▸ **Written task**
Lay out the records below as a Markdown table with the columns n and Line, numbering each line and skipping any blank lines. Leave the pictures out of the table.

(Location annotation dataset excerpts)

= = = = = = =

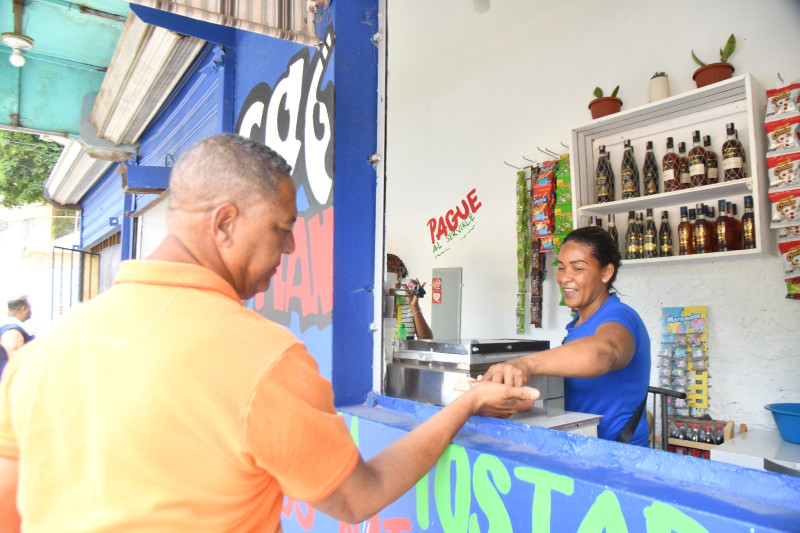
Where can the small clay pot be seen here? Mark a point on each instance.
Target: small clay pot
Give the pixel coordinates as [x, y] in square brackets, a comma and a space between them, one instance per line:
[606, 105]
[712, 73]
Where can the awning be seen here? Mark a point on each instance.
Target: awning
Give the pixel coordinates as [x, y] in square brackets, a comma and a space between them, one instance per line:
[291, 20]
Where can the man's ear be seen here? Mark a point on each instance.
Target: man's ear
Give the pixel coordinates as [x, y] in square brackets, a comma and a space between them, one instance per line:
[223, 221]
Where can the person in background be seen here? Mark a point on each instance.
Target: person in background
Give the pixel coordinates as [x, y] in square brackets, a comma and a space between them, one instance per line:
[133, 413]
[605, 358]
[13, 333]
[410, 314]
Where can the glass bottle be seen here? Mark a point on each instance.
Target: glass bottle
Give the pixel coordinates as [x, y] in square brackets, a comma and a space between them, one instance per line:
[670, 168]
[732, 156]
[697, 162]
[650, 171]
[639, 235]
[629, 173]
[712, 162]
[724, 229]
[702, 232]
[683, 167]
[630, 237]
[650, 238]
[665, 236]
[602, 190]
[748, 224]
[686, 232]
[612, 229]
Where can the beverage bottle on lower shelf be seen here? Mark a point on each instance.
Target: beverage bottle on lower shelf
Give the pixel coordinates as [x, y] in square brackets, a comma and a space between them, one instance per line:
[670, 168]
[650, 171]
[612, 229]
[650, 238]
[712, 161]
[683, 167]
[665, 236]
[748, 224]
[686, 232]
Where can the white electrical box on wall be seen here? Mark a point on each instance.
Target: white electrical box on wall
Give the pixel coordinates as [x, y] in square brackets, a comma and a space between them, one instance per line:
[740, 100]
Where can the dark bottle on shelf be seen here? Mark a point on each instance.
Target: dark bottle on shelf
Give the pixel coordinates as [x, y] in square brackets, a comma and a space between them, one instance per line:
[629, 173]
[670, 168]
[630, 237]
[748, 224]
[683, 167]
[612, 229]
[601, 185]
[650, 238]
[650, 171]
[725, 229]
[665, 236]
[697, 162]
[732, 156]
[712, 161]
[639, 235]
[686, 232]
[702, 232]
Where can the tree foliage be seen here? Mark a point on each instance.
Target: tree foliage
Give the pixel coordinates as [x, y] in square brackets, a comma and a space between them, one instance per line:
[25, 163]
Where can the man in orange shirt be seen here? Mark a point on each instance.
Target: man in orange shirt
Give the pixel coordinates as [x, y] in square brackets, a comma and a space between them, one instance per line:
[134, 412]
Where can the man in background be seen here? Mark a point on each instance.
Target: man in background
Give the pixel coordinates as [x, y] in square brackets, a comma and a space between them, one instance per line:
[13, 333]
[164, 404]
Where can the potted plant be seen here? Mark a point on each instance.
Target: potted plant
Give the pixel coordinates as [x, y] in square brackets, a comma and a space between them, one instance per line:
[714, 72]
[659, 86]
[605, 105]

= = = = = = =

▸ **Answer to the exercise**
| n | Line |
|---|---|
| 1 | Where can the small clay pot be seen here? Mark a point on each instance. |
| 2 | Target: small clay pot |
| 3 | Give the pixel coordinates as [x, y] in square brackets, a comma and a space between them, one instance per line: |
| 4 | [606, 105] |
| 5 | [712, 73] |
| 6 | Where can the awning be seen here? Mark a point on each instance. |
| 7 | Target: awning |
| 8 | Give the pixel coordinates as [x, y] in square brackets, a comma and a space between them, one instance per line: |
| 9 | [291, 20] |
| 10 | Where can the man's ear be seen here? Mark a point on each instance. |
| 11 | Target: man's ear |
| 12 | Give the pixel coordinates as [x, y] in square brackets, a comma and a space between them, one instance per line: |
| 13 | [223, 221] |
| 14 | Where can the person in background be seen here? Mark a point on each instance. |
| 15 | Target: person in background |
| 16 | Give the pixel coordinates as [x, y] in square brackets, a comma and a space between them, one instance per line: |
| 17 | [133, 413] |
| 18 | [605, 358] |
| 19 | [13, 333] |
| 20 | [410, 314] |
| 21 | Where can the glass bottle be seen here? Mark a point on each instance. |
| 22 | Target: glass bottle |
| 23 | Give the pixel coordinates as [x, y] in square brackets, a comma and a space between them, one instance per line: |
| 24 | [670, 168] |
| 25 | [732, 156] |
| 26 | [697, 162] |
| 27 | [650, 171] |
| 28 | [639, 235] |
| 29 | [629, 173] |
| 30 | [712, 162] |
| 31 | [724, 229] |
| 32 | [702, 232] |
| 33 | [683, 167] |
| 34 | [630, 237] |
| 35 | [650, 238] |
| 36 | [665, 236] |
| 37 | [602, 190] |
| 38 | [748, 224] |
| 39 | [686, 232] |
| 40 | [612, 229] |
| 41 | Where can the beverage bottle on lower shelf be seen here? Mark a point on each instance. |
| 42 | Target: beverage bottle on lower shelf |
| 43 | Give the pixel coordinates as [x, y] in square brackets, a comma and a space between them, one instance per line: |
| 44 | [670, 168] |
| 45 | [650, 171] |
| 46 | [612, 229] |
| 47 | [650, 238] |
| 48 | [712, 161] |
| 49 | [683, 167] |
| 50 | [665, 236] |
| 51 | [748, 224] |
| 52 | [686, 232] |
| 53 | Where can the white electrical box on wall be seen here? Mark a point on each instance. |
| 54 | Target: white electrical box on wall |
| 55 | Give the pixel coordinates as [x, y] in square brackets, a comma and a space between them, one instance per line: |
| 56 | [740, 100] |
| 57 | Where can the dark bottle on shelf be seen here? Mark a point on each instance. |
| 58 | Target: dark bottle on shelf |
| 59 | Give the pixel coordinates as [x, y] in square brackets, a comma and a space between them, one instance per line: |
| 60 | [629, 173] |
| 61 | [670, 168] |
| 62 | [630, 237] |
| 63 | [748, 224] |
| 64 | [683, 167] |
| 65 | [612, 229] |
| 66 | [601, 185] |
| 67 | [650, 238] |
| 68 | [650, 171] |
| 69 | [725, 229] |
| 70 | [665, 236] |
| 71 | [697, 162] |
| 72 | [732, 156] |
| 73 | [712, 161] |
| 74 | [639, 235] |
| 75 | [686, 232] |
| 76 | [702, 232] |
| 77 | Where can the tree foliage be seen here? Mark a point on each instance. |
| 78 | Target: tree foliage |
| 79 | Give the pixel coordinates as [x, y] in square brackets, a comma and a space between them, one instance per line: |
| 80 | [25, 163] |
| 81 | Where can the man in orange shirt be seen here? Mark a point on each instance. |
| 82 | Target: man in orange shirt |
| 83 | Give the pixel coordinates as [x, y] in square brackets, a comma and a space between them, one instance per line: |
| 84 | [134, 412] |
| 85 | Where can the man in background be seen here? Mark a point on each instance. |
| 86 | Target: man in background |
| 87 | Give the pixel coordinates as [x, y] in square brackets, a comma and a space between them, one instance per line: |
| 88 | [13, 333] |
| 89 | [164, 404] |
| 90 | Where can the potted plant be seen here? Mark a point on each instance. |
| 91 | Target: potted plant |
| 92 | Give the pixel coordinates as [x, y] in square brackets, a comma and a space between them, one instance per line: |
| 93 | [714, 72] |
| 94 | [659, 86] |
| 95 | [605, 105] |